Locate every line in the items below that contains the word "grass", and copy each of those lines.

Object location annotation data:

* * * * * * * * *

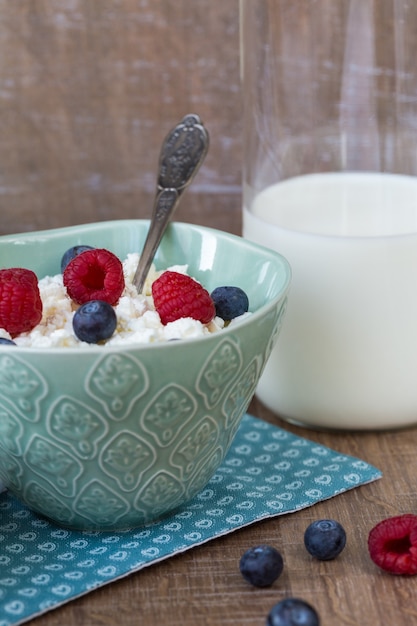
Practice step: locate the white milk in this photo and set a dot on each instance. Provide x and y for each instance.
(347, 353)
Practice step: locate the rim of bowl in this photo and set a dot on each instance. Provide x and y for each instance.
(93, 348)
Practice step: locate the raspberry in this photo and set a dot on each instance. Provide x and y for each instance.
(95, 274)
(392, 544)
(20, 300)
(176, 295)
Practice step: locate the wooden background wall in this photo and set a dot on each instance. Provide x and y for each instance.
(88, 90)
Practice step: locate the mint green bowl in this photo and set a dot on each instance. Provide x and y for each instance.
(109, 438)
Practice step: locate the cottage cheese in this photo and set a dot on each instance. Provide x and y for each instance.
(138, 322)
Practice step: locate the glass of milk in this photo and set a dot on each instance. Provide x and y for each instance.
(330, 181)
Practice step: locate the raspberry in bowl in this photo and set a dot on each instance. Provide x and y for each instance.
(114, 433)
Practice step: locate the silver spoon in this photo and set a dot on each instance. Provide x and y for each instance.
(182, 153)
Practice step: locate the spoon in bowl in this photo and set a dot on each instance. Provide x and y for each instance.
(182, 153)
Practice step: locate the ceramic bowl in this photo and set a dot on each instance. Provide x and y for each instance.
(110, 438)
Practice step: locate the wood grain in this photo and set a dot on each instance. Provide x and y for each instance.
(87, 91)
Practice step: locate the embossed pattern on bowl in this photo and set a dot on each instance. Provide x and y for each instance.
(107, 438)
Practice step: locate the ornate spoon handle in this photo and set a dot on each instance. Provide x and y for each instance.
(182, 153)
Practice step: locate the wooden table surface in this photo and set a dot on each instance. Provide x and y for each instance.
(87, 91)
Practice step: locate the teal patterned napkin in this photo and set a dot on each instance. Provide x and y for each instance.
(267, 472)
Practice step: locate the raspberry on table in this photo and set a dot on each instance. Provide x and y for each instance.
(325, 539)
(177, 295)
(261, 566)
(95, 274)
(20, 301)
(392, 544)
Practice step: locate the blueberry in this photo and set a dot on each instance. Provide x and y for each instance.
(230, 302)
(325, 539)
(94, 321)
(261, 566)
(71, 253)
(8, 342)
(293, 612)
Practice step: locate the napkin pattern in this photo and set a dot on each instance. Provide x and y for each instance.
(267, 472)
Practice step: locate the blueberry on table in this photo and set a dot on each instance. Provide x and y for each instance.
(230, 302)
(261, 566)
(293, 612)
(325, 539)
(71, 253)
(94, 321)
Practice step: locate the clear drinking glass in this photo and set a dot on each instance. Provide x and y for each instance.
(330, 181)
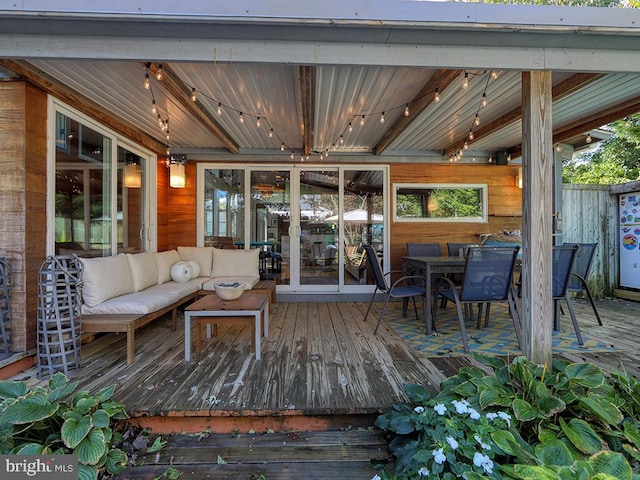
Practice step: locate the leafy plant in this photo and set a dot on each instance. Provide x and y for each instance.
(576, 422)
(59, 420)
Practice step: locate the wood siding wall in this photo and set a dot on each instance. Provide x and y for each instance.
(589, 214)
(23, 149)
(181, 210)
(505, 205)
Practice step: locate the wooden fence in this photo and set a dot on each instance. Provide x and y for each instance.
(590, 214)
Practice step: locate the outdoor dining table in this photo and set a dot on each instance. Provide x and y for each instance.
(429, 265)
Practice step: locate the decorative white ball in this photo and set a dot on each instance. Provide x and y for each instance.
(181, 272)
(195, 268)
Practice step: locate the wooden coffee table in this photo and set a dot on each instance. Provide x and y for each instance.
(251, 306)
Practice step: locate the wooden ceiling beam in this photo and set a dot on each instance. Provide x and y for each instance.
(308, 95)
(564, 88)
(176, 88)
(83, 104)
(441, 79)
(591, 122)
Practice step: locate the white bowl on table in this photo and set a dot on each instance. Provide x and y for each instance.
(229, 291)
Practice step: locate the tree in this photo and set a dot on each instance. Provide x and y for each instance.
(616, 160)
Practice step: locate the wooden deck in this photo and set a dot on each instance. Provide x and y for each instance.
(322, 367)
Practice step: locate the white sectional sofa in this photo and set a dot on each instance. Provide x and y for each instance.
(124, 292)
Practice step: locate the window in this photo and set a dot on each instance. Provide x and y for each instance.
(425, 202)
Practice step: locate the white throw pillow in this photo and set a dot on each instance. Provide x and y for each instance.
(181, 272)
(202, 255)
(165, 261)
(144, 270)
(195, 268)
(228, 263)
(104, 278)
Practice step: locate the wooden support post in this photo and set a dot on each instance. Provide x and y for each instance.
(537, 210)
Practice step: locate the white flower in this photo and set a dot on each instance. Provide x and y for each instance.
(440, 409)
(453, 443)
(461, 406)
(439, 456)
(505, 416)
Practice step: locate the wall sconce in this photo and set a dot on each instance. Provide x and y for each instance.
(177, 171)
(519, 177)
(132, 175)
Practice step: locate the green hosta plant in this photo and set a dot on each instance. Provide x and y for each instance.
(61, 420)
(434, 439)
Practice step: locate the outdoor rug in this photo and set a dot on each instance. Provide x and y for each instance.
(499, 339)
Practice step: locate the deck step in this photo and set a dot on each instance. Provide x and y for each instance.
(317, 455)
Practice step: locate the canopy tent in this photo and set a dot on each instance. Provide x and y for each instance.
(357, 216)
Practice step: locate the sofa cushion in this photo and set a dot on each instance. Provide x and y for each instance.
(202, 255)
(144, 270)
(104, 278)
(165, 261)
(227, 263)
(181, 272)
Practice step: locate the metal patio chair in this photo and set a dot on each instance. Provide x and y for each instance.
(403, 287)
(487, 278)
(580, 272)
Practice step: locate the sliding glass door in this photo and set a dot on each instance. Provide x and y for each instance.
(310, 224)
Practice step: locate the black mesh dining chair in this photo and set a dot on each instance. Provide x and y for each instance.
(563, 259)
(404, 287)
(487, 278)
(580, 273)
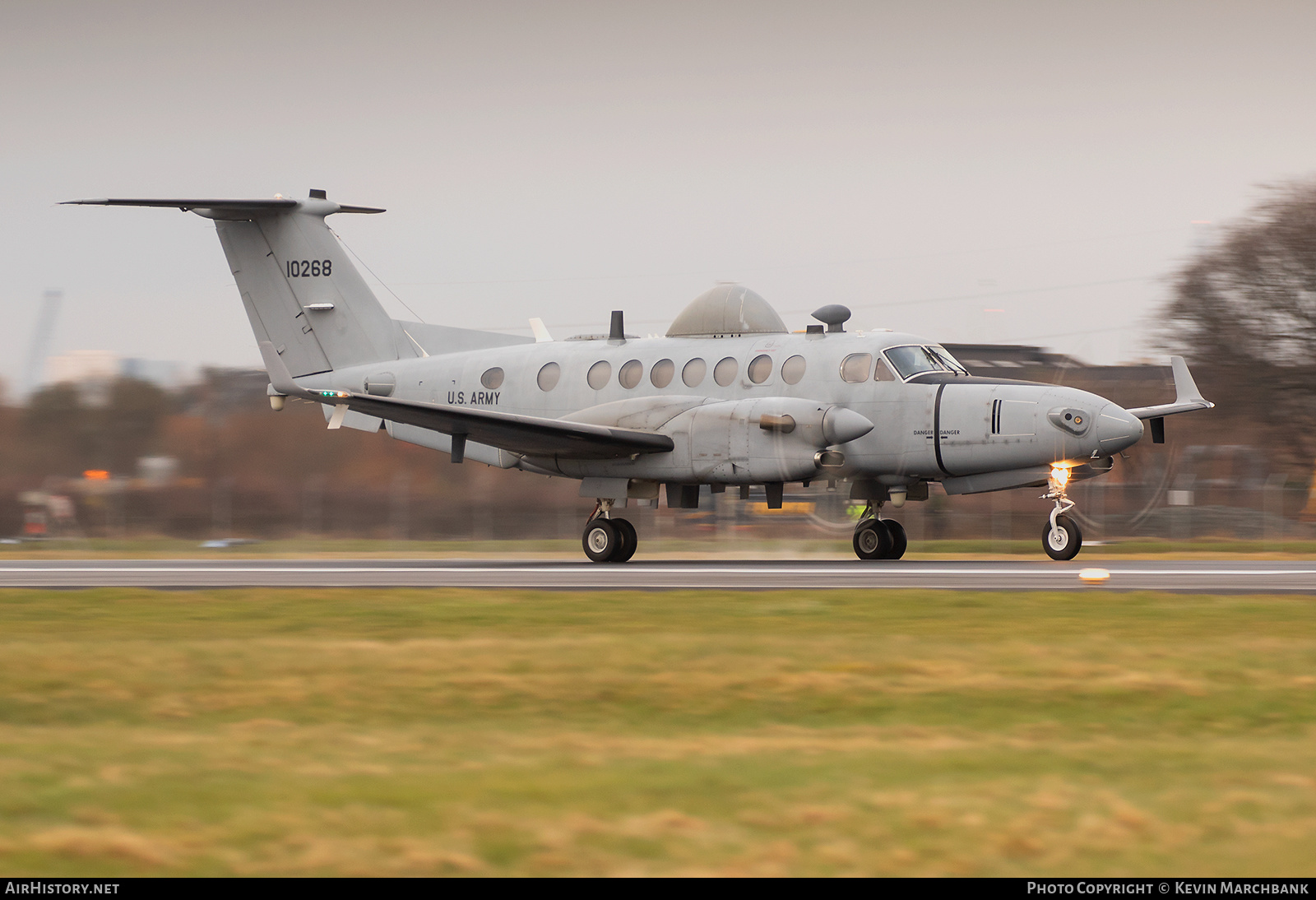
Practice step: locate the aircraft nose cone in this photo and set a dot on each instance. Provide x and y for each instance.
(1116, 429)
(841, 425)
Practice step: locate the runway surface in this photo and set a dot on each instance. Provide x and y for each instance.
(1202, 577)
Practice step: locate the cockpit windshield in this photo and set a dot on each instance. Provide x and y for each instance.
(951, 362)
(914, 361)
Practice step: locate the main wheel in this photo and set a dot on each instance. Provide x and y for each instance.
(1063, 541)
(872, 540)
(898, 538)
(600, 540)
(628, 542)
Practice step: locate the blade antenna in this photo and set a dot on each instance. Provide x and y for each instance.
(377, 278)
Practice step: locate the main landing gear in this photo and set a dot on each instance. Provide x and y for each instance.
(878, 538)
(1061, 536)
(607, 538)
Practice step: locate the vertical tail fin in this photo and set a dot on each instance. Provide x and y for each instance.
(300, 291)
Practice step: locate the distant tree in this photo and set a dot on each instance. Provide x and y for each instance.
(69, 434)
(1244, 311)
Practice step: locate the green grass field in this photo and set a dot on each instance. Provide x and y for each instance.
(651, 733)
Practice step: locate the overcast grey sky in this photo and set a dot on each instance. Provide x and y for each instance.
(925, 164)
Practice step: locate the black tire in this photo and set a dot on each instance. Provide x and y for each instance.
(872, 540)
(1070, 538)
(600, 540)
(899, 541)
(629, 540)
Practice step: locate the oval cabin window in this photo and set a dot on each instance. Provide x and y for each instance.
(549, 377)
(599, 374)
(724, 373)
(855, 368)
(760, 369)
(662, 373)
(694, 373)
(793, 370)
(631, 374)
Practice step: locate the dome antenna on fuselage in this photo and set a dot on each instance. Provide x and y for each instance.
(833, 315)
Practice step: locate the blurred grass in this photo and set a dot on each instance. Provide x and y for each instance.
(649, 732)
(651, 548)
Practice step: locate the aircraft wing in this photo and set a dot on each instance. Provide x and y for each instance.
(188, 204)
(524, 434)
(1188, 397)
(532, 436)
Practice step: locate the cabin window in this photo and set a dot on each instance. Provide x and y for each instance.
(694, 373)
(662, 373)
(793, 370)
(724, 373)
(855, 368)
(631, 374)
(599, 374)
(911, 361)
(549, 377)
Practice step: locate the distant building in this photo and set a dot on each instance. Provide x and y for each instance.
(87, 368)
(81, 366)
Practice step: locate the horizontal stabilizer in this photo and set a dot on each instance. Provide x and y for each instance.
(265, 203)
(1188, 397)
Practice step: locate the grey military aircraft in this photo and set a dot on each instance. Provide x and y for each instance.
(728, 397)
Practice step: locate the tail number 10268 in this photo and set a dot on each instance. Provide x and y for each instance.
(308, 267)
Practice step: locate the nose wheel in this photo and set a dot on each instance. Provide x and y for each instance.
(1061, 536)
(609, 540)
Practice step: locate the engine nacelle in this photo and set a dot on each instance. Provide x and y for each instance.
(765, 440)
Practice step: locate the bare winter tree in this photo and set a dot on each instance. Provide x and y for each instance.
(1244, 311)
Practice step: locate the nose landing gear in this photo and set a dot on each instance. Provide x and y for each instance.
(1061, 536)
(878, 538)
(605, 538)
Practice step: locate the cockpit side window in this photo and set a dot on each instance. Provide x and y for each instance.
(912, 361)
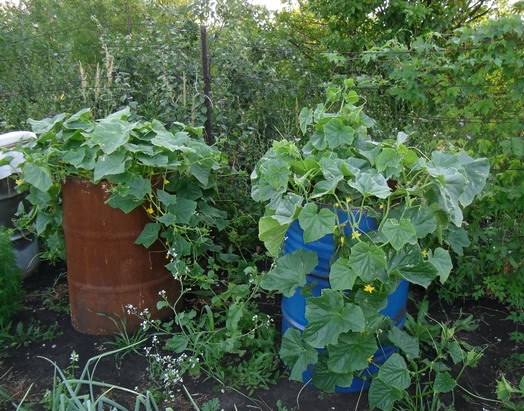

* * * * * * * * *

**Answer to this problem**:
Practice step: locate the green grass field in this photo and set a dot on each instance. Provide x and y for each instance.
Practice step: locate the blurred grass in this photo and set a dot on each instance. Provide x and y for each instance.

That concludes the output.